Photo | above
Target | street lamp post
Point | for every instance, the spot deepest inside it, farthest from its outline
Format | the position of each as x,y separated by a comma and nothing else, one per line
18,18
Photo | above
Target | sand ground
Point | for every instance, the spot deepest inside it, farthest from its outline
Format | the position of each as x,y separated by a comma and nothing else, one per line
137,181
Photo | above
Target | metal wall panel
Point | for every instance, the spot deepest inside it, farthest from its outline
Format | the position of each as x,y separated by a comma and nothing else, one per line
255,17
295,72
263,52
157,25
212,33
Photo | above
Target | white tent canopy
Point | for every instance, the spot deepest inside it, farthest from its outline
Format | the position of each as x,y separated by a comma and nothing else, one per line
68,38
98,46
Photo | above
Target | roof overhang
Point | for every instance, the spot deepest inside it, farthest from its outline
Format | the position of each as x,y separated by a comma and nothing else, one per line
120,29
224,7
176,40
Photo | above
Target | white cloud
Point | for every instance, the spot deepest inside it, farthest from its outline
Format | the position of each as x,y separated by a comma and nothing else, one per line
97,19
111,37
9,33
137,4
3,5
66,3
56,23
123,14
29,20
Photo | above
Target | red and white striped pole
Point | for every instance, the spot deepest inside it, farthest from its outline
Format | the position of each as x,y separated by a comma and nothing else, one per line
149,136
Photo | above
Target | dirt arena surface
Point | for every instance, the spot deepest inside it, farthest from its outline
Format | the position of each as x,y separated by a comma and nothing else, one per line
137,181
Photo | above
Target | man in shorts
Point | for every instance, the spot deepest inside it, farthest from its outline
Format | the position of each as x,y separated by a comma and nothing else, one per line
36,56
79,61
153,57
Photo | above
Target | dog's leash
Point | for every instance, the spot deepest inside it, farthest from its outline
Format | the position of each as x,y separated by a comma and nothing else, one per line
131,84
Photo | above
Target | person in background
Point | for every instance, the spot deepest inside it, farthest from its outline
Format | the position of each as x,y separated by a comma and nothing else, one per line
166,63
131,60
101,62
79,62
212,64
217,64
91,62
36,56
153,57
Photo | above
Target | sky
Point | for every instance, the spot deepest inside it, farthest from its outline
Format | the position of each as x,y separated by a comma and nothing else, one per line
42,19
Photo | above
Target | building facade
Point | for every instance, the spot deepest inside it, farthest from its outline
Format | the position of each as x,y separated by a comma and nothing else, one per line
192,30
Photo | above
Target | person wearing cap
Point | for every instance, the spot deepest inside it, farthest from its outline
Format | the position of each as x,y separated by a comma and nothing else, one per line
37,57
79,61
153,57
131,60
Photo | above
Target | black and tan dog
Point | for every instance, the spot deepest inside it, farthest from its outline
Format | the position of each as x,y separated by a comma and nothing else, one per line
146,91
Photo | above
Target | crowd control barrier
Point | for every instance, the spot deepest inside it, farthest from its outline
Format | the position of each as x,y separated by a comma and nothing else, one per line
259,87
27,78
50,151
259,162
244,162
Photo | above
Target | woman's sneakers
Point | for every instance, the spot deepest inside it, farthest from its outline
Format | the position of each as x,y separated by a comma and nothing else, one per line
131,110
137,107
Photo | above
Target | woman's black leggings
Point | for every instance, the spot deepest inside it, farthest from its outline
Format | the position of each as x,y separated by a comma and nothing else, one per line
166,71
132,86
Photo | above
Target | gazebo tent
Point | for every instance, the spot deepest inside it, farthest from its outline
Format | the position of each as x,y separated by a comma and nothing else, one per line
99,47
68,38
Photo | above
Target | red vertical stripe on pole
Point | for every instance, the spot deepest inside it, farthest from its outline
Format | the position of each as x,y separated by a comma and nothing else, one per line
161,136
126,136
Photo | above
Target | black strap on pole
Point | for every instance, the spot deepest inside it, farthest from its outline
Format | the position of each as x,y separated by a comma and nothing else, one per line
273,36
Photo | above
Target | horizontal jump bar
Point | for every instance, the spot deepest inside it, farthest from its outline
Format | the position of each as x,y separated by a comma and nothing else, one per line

→ YOUR GOAL
The answer is each line in which the word "woman" occurs, copied from the material above.

→ COMPLETED EXERCISE
Target | woman's sneakers
Target | woman's black leggings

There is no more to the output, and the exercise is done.